■ Exercise requirements
(A) In the hepatitis E vaccine passage, what vaccine efficacy was calculated after 3 doses?
(B) Copy the hepatitis E vaccine passage starting with "Yet, some questions" and going on through "dose (Fig. 1D).", and switch "rhesus monkeys" to "cynomolgus monkeys".

■ Extract to read
HEV is a small, nonenveloped virus with a 7.2-kilobase single-positive-stranded RNA comprising 3 open reading frames (Fig. 1B). Although 4 HEV genotypes and significant geographic genome variability have been described, all HEV subtypes share major cross-reactive epitopes, prompting the development of a recombinant HEV (rHEV) vaccine based on the capsid protein.2 (Fig. 1B) Shrestha et al. now report a phase 2 trial of rHEV vaccine administered to young male soldiers in Nepal, who had not been exposed to HEV before but were at risk of infection.3 In the trial, 896 subjects received 3 doses of vaccine (at 0, 1, and 6 months) and 898 received placebo. Vaccination efficiently protected from overt HEV infection (the primary study end-point, Fig. 1C), with a calculated vaccine efficacy of 95.5% after 3 doses and 85.7% after 2 doses of vaccine during a median follow-up of 804 days. Administration of the vaccine was safe; the only significant side effect was injection-site pain.3

Yet, some questions about the “true” efficacy remain unanswered. Studies from rhesus monkeys revealed that rHEV may protect from clinical disease, but not from HEV infection.4 As in the study by Shrestha et al., only symptomatic subjects were screened for HEV infection, the potential number of asymptomatic cases, who could potentially carry and spread the virus, is unknown.5 The duration of protection by the rHEV vaccine is also unclear; whereas 100% of screened rHEV-vaccinated subjects had high antibody titer 1 month after the third vaccination (81% after the second vaccination), only about 56% had HEV antibodies at the end of the study, about 1.5 years after the third dose (Fig. 1D).

■ Entries supplied
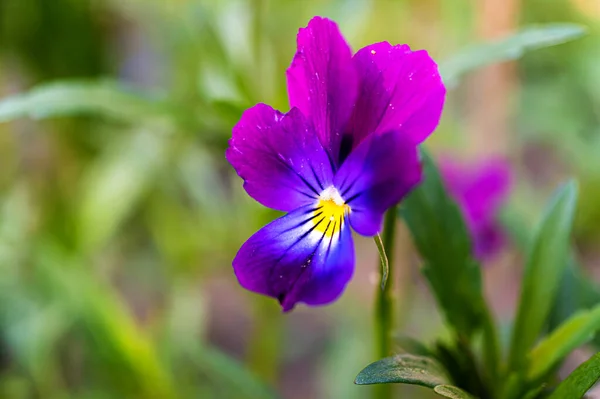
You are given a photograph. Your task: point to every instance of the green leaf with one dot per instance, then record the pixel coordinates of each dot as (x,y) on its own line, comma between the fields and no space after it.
(412,370)
(576,291)
(509,48)
(405,369)
(441,237)
(385,266)
(547,260)
(579,381)
(115,183)
(573,333)
(103,98)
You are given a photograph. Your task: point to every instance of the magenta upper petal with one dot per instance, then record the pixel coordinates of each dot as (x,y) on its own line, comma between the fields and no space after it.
(377,175)
(480,189)
(279,157)
(322,81)
(400,90)
(291,260)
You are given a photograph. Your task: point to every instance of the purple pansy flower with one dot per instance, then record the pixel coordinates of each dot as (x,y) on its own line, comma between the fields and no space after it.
(480,189)
(344,154)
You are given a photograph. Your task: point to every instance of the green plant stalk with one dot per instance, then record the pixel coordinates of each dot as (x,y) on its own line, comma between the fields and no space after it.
(264,349)
(384,302)
(491,350)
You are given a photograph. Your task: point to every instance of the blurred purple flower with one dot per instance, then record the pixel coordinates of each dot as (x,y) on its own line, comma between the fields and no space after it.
(344,154)
(480,189)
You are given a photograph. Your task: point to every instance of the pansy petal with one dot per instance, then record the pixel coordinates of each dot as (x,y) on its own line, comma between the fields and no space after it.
(322,81)
(294,260)
(480,189)
(377,175)
(400,90)
(279,157)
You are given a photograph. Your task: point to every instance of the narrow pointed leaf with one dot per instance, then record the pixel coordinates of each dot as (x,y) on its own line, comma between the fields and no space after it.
(547,260)
(509,48)
(441,237)
(412,370)
(385,266)
(579,381)
(405,369)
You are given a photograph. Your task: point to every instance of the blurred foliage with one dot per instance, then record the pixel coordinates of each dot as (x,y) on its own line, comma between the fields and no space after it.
(119,215)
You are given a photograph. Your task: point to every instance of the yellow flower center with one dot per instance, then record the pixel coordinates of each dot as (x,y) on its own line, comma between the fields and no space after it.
(330,213)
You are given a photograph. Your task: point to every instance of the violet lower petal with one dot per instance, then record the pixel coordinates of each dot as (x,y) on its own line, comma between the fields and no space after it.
(297,258)
(322,81)
(400,90)
(279,157)
(376,176)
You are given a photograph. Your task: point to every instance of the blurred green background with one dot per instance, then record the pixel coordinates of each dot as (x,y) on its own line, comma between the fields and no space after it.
(120,217)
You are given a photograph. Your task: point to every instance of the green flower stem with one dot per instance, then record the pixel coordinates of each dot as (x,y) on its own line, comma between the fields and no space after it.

■ Answers by item number
(A) 95.5%

(B)
Yet, some questions about the “true” efficacy remain unanswered. Studies from cynomolgus monkeys revealed that rHEV may protect from clinical disease, but not from HEV infection.4 As in the study by Shrestha et al., only symptomatic subjects were screened for HEV infection, the potential number of asymptomatic cases, who could potentially carry and spread the virus, is unknown.5 The duration of protection by the rHEV vaccine is also unclear; whereas 100% of screened rHEV-vaccinated subjects had high antibody titer 1 month after the third vaccination (81% after the second vaccination), only about 56% had HEV antibodies at the end of the study, about 1.5 years after the third dose (Fig. 1D).